**Artikel**
┌──

Samidin: Ik werd gevraagd. In de jaren voor de Willem de Kooning Academie in Rotterdam werd ik gezien als een probleemjongere. Op school was ik opeens de hippe vogel: ‘Kijk wat hij allemaal kan!’ ‘Kijk wat voor onderwerpen hij kiest!’ ‘Kijk naar zijn tanden!’ Plots was ik kunstenaar én supercool. (lacht)
In dat eerste jaar aan de academie kwam snel de vraag of ik ook groepen buiten mijn omgeving wilde fotograferen. Ik zocht contact met andere Rotterdamse ‘families’. Met M2S, Manage to Society, jongens van 14 tot 17 jaar die bezig waren met drugs tot op het hoogste niveau. Ik fotografeerde een andere groep: de Crips. Bekend uit Amerika, maar ook actief in Nederland. En last but not least de Purple Gang, héél jonge jongens. Ik volgde ze bij hun criminele activiteiten en fotografeerde hun sociale leven. In mijn tweede jaar aan de academie voelde ik me mans genoeg om de buitenwereld te laten weten: ‘Ik ben Stacii Samidin, de eerste Nederlandse gangfotograaf.’
De fotografie heeft u gered?

└──

**Gegevens**
┌──

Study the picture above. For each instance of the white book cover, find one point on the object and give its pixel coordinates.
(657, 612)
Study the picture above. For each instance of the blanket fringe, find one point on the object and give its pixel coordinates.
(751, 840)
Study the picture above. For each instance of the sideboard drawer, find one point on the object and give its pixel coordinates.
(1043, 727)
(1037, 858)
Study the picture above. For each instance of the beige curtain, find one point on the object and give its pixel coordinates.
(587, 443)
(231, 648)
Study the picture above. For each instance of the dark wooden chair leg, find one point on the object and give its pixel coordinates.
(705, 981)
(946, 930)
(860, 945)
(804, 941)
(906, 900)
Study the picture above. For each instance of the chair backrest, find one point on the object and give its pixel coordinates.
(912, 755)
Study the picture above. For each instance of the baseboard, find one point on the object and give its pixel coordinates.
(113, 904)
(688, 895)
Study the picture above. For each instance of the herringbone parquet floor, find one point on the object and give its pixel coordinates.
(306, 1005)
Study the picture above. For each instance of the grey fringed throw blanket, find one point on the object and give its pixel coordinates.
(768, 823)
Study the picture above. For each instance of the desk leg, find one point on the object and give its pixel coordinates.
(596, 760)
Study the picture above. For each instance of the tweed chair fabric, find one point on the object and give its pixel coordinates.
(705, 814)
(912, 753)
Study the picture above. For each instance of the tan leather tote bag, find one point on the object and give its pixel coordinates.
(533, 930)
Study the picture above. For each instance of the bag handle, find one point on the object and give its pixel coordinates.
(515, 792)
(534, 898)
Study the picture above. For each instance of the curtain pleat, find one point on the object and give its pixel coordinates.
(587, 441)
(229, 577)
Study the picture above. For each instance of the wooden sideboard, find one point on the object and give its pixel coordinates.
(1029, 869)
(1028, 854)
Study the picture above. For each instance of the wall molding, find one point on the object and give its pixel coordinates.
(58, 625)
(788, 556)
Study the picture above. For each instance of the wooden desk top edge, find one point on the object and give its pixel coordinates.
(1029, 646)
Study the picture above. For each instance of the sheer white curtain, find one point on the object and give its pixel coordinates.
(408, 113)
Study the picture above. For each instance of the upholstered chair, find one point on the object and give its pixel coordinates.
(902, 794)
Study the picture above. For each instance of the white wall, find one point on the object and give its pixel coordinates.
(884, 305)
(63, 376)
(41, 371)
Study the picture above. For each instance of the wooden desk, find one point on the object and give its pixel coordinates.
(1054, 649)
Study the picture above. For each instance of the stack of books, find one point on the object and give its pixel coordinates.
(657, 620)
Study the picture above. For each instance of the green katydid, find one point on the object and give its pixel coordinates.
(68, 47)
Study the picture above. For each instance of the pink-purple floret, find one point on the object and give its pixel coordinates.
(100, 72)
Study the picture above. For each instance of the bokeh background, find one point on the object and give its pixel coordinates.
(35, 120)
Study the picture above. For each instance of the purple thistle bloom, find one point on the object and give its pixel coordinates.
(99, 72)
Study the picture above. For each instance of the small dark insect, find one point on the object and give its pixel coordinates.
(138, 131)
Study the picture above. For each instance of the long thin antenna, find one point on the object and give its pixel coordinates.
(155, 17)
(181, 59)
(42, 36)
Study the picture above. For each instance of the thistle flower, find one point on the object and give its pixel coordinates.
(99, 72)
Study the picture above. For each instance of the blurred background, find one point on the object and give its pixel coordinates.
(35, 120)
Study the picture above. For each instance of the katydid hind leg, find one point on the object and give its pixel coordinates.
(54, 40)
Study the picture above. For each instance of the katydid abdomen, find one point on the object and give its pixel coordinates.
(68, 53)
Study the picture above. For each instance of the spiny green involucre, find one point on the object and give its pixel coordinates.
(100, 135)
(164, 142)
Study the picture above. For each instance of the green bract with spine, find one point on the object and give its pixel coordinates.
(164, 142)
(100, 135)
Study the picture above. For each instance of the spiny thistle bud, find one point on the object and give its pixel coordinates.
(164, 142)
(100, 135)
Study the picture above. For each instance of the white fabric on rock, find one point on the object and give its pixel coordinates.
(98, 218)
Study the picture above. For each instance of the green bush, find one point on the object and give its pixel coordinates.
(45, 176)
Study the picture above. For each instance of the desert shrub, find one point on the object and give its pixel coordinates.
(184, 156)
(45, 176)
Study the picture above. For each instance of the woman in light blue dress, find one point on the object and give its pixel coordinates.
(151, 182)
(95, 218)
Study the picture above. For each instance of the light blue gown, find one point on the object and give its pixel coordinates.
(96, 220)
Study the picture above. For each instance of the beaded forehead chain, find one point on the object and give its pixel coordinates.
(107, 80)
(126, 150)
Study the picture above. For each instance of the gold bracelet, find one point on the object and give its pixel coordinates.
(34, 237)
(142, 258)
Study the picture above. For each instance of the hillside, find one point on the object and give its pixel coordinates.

└──

**Opdrachten**
**1.** Welke groepen buiten zijn eigen omgeving fotografeerde Stacii Samidin volgens het artikel? Noem ze allemaal.
**2.** Zet het artikel over Stacii Samidin voort, te beginnen na de slotvraag "De fotografie heeft u gered?".
Met de regels hoeft hier niets te gebeuren.

**Verwachte antwoorden**
**1.** M2S (Manage to Society), de Crips en de Purple Gang.

**2.**
Samidin: Zeker. Ze werd ook mijn eerste taal. Ik kreeg ooit een brief van de burgemeester van Rotterdam met de boodschap dat ik me bij de politie moest melden. Als fotograaf kreeg ik later opnieuw een brief van hem, nu met de vraag om hem te portretteren. (lacht)
De titel ‘eerste Nederlandse gangfotograaf’ is heilig voor me, maar mijn levenswerk om ‘families’ te portretteren herdoopte ik in ‘Societies’. Door een gang een ‘society’ te noemen, verdwijnt het stigma.
Ik trok doelbewust naar het buitenland. In Duitsland zocht ik met extreemrechtse groepen de maximale contradictie op. Ik vroeg hen op de man af: ‘Hoe komt het dat jullie me haten?’ Ik zei ook: ‘Ik ben net zo gek als jullie.’ Waarna we samen iets dronken. Van zodra je beseft dat elk mens een mens is, verdwijnen alle barrières. De leden van de gangs voelen dat ik geen ramptoerist ben. Ze herkennen zichzelf in mijn energie, waardoor een gesprek mogelijk wordt.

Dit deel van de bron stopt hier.